*What you will do*.
Which lines of the lines below contain the word "grass"? Filter them out and copy each one.
## begin Rows
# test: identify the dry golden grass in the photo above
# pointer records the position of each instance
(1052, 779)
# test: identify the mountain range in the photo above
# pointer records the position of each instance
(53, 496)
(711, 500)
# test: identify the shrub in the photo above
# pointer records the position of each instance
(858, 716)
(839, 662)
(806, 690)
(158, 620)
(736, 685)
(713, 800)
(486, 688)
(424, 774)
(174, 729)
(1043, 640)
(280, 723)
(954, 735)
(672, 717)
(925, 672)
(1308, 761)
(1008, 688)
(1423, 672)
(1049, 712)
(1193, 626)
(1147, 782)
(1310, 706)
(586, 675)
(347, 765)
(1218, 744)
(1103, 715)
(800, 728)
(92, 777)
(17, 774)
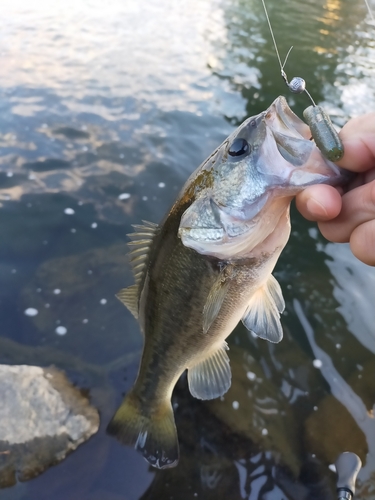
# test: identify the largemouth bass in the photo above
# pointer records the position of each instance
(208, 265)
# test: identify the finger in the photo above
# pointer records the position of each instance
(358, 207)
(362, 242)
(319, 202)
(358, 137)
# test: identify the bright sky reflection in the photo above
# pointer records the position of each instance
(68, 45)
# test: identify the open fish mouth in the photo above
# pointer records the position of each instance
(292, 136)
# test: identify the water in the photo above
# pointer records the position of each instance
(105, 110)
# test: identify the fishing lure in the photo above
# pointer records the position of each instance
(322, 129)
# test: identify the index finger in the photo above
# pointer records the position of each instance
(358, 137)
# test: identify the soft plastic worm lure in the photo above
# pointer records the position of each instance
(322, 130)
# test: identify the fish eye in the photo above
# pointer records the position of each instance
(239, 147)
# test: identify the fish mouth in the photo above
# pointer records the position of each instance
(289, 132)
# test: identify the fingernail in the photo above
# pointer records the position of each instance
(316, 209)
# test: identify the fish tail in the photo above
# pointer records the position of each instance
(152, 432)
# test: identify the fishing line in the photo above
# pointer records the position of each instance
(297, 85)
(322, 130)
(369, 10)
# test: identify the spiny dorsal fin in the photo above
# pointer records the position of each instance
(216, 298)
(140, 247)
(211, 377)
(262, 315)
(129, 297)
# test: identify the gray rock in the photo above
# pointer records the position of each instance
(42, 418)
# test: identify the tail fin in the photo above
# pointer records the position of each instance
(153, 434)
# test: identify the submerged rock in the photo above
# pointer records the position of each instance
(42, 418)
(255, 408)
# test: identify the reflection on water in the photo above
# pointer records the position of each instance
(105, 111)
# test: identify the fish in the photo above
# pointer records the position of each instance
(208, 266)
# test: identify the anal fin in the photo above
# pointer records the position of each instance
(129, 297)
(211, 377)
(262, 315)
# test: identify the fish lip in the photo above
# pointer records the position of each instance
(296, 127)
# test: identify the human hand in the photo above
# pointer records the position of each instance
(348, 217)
## end Rows
## begin Rows
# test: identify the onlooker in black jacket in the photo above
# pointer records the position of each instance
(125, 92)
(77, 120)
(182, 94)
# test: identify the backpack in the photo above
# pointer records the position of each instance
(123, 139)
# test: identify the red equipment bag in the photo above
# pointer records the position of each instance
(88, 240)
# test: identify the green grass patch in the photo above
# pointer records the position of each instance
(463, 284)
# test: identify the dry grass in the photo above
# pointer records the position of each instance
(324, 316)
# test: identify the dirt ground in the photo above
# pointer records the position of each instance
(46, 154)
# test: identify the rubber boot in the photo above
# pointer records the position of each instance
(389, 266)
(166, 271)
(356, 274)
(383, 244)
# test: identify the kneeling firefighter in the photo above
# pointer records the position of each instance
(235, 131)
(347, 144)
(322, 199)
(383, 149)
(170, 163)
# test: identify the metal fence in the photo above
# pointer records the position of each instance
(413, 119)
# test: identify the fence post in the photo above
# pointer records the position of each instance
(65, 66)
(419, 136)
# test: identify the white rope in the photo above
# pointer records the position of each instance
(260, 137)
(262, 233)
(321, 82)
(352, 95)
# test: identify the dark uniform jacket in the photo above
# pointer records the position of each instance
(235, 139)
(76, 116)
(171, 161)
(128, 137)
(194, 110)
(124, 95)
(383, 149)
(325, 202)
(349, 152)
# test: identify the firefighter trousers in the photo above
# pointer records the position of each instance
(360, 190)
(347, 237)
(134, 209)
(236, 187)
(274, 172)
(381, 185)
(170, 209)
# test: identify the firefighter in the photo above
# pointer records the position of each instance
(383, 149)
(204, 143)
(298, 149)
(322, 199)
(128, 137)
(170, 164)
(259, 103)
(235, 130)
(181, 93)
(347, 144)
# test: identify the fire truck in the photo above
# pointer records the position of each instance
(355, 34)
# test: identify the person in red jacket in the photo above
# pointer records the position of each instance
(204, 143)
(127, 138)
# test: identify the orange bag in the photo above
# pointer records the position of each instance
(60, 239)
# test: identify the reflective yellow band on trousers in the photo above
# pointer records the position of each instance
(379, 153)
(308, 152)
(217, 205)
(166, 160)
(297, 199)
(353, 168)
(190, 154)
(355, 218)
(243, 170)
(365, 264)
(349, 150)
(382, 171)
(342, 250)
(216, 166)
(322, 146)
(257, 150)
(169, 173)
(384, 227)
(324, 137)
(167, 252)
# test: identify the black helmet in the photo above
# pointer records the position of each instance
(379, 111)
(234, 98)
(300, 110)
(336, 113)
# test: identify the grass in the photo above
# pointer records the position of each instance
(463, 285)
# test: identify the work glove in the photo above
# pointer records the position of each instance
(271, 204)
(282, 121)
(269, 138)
## end Rows
## begin Rows
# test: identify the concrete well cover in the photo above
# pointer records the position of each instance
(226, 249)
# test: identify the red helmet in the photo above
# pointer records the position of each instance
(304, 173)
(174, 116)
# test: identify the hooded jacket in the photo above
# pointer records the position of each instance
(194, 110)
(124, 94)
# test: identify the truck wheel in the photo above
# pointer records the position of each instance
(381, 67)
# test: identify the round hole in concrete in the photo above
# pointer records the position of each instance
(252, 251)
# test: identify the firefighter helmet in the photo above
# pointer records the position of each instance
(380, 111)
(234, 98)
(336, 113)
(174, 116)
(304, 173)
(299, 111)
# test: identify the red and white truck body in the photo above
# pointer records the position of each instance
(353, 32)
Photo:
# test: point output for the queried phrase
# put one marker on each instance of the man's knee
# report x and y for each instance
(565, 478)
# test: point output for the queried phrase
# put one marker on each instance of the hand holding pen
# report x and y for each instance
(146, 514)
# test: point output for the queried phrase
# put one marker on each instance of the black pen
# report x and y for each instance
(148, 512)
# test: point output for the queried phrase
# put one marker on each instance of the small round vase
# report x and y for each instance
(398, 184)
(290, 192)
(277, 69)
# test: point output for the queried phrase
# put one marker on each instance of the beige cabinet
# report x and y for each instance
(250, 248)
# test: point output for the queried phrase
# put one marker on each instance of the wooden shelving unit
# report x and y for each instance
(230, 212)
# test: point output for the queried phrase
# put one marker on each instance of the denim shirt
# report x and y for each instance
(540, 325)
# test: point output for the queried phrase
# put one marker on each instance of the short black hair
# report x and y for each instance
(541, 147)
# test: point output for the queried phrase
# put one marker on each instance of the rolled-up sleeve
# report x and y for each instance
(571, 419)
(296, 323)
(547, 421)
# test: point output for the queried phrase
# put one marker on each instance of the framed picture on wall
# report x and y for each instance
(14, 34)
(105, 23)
## end Rows
*Full response*.
# test: identify the dry golden grass in the photo above
# test: identify the green grass patch in the photo above
# test: identify the dry grass in the photo above
# test: identify the grass in the photo above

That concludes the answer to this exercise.